§ **Task instructions**: Please retype the records below exactly, omitting any images.

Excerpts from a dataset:
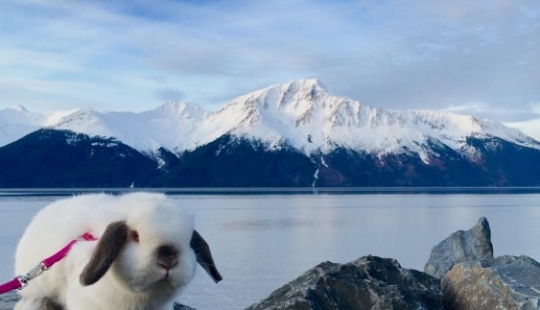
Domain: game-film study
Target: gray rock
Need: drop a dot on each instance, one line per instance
(367, 283)
(506, 282)
(461, 246)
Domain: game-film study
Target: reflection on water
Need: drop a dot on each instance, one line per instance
(261, 241)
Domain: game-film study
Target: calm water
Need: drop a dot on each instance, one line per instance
(261, 241)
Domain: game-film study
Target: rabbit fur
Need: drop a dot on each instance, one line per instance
(146, 253)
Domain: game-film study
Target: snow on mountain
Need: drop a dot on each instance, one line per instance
(167, 126)
(302, 114)
(305, 115)
(16, 122)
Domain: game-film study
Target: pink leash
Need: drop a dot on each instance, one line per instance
(21, 281)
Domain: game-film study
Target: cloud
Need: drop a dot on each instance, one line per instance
(448, 55)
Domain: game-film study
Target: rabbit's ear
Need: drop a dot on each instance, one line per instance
(204, 257)
(107, 249)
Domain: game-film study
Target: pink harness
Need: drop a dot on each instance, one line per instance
(21, 281)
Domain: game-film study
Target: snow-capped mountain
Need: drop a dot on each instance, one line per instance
(294, 134)
(301, 114)
(305, 115)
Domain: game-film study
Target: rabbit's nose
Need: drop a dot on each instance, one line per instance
(167, 257)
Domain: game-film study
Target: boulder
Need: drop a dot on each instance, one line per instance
(8, 300)
(506, 282)
(369, 282)
(461, 246)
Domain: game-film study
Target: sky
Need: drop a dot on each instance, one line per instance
(474, 57)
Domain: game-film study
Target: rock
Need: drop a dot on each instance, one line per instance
(367, 283)
(506, 282)
(8, 301)
(461, 246)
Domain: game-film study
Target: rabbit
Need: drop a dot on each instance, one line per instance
(146, 253)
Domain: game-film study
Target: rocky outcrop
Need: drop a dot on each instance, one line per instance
(8, 300)
(369, 282)
(506, 282)
(461, 246)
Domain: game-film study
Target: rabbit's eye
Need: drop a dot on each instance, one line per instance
(134, 235)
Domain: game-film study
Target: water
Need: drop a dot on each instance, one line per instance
(261, 241)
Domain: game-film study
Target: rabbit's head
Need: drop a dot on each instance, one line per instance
(154, 249)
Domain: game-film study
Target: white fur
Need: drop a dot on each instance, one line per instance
(134, 281)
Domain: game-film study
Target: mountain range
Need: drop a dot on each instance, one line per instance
(294, 134)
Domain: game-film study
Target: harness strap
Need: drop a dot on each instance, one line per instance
(21, 281)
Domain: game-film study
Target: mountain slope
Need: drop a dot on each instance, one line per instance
(294, 134)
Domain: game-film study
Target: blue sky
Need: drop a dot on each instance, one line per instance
(472, 57)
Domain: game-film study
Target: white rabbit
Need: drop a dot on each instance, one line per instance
(146, 253)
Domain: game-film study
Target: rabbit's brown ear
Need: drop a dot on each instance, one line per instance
(107, 250)
(204, 256)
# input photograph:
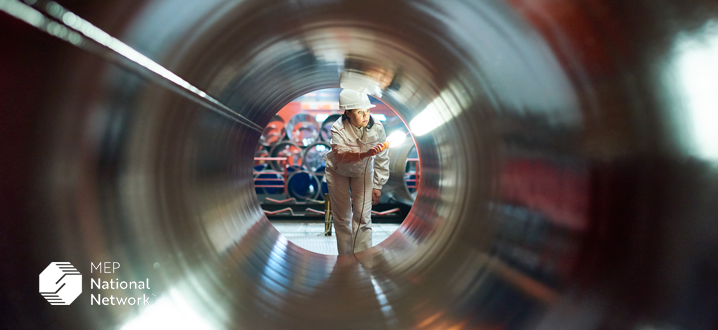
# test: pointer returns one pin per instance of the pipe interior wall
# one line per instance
(564, 183)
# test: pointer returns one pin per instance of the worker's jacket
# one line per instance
(346, 146)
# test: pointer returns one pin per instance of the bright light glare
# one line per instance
(437, 113)
(321, 117)
(697, 70)
(171, 311)
(396, 139)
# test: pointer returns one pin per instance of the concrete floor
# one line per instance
(310, 235)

§ **Output for this exercise**:
Domain: game-film study
Target: gray rock
Need: drop a dot on each instance, one line per instance
(367, 283)
(506, 282)
(461, 246)
Domain: game-film study
Target: reflection on water
Need: drop a dot on each instance, one line per instance
(261, 241)
Domain: game-film study
Target: calm water
Need: drop a dot on each instance, one line per instance
(261, 241)
Domain: game-film study
Target: rabbit fur
Need: drop a dot on each instance, one line per instance
(146, 253)
Domain: game-film study
Target: snow on mountain
Need: drop a dot on each instance, one line per instance
(167, 126)
(302, 114)
(305, 115)
(16, 122)
Domain: game-film study
Target: pink leash
Need: drop a dot on each instance, one line per instance
(21, 281)
Domain: game-film study
Target: cloud
Need: drop a dot on each instance, one line per instance
(448, 55)
Domain: game-film study
Target: rabbit's ear
Need: drop a dot on each instance, one line per instance
(204, 257)
(107, 249)
Domain: game-film study
Target: pink harness
Need: drop a dot on each instance, one line per instance
(21, 281)
Domain: game-film study
Target: snow-capped mountain
Need: drop a dot on each instance, one line per instance
(294, 134)
(301, 114)
(305, 115)
Domain: game-film study
Target: rabbit's nose
Need: drop a dot on each instance, one line per instance
(167, 257)
Domain: game-film study
Target: boulder
Need: drop a dot on each instance, one line per instance
(8, 300)
(506, 282)
(369, 282)
(461, 246)
Domain: game-film study
Target: sky
Need: drop a dot on each instance, one line per instance
(474, 57)
Domain: game-film study
Target: rock
Need: drop a dot on each instance, one line per instance
(367, 283)
(506, 282)
(8, 301)
(461, 246)
Domain: game-film study
Target: rabbit
Need: drop a dot on each instance, one line per instance
(146, 253)
Domain: game-film study
Target: rocky outcrop
Need: drop a dot on each instance, one line per instance
(8, 300)
(369, 282)
(506, 282)
(461, 246)
Domain: game-film study
Target: rabbit's eye
Need: drop a dot on each instance, one line per instance
(134, 235)
Domain: game-film study
Target: water
Need: drop a dot on each instance, one line per instance
(261, 241)
Domain: game-film study
Target: rabbit's head
Need: drop a dot on each instance, one line per instance
(154, 249)
Domain: game-film study
Target: white fur
Need: drop a dot on each instance, one line per instance
(134, 281)
Domain: game-film study
Target: mountain range
Need: drop a dot on each instance, one line per instance
(294, 134)
Domain: game-film study
Target: harness strap
Need: drop a dot on each instance, one line per instance
(21, 281)
Domain: game-film study
Target: mountain slope
Need: drop a dot on each instance, one line per instance
(294, 134)
Domain: game-film study
Target: blue sky
Need: drop a dot on each instance, one line per instance
(472, 57)
Domain: game-film study
Target: white rabbit
Need: drop a dot on each instance, one line per instance
(146, 253)
Domain: game-film study
Target: rabbit's brown ear
Need: drop a dot on each instance, one line per instance
(107, 250)
(204, 256)
# input photograph:
# test: pointer returns one pin per instance of the pipe interior wall
# one line per instance
(564, 183)
# test: pointer returns one pin per instance of the worker's jacket
# one line per instance
(346, 146)
# test: pointer returns one pin per instance of the bright light glare
# one line per instance
(437, 113)
(321, 117)
(697, 70)
(171, 311)
(396, 139)
# test: pointer returns one pin per instance of the concrete floor
# one line per instance
(310, 235)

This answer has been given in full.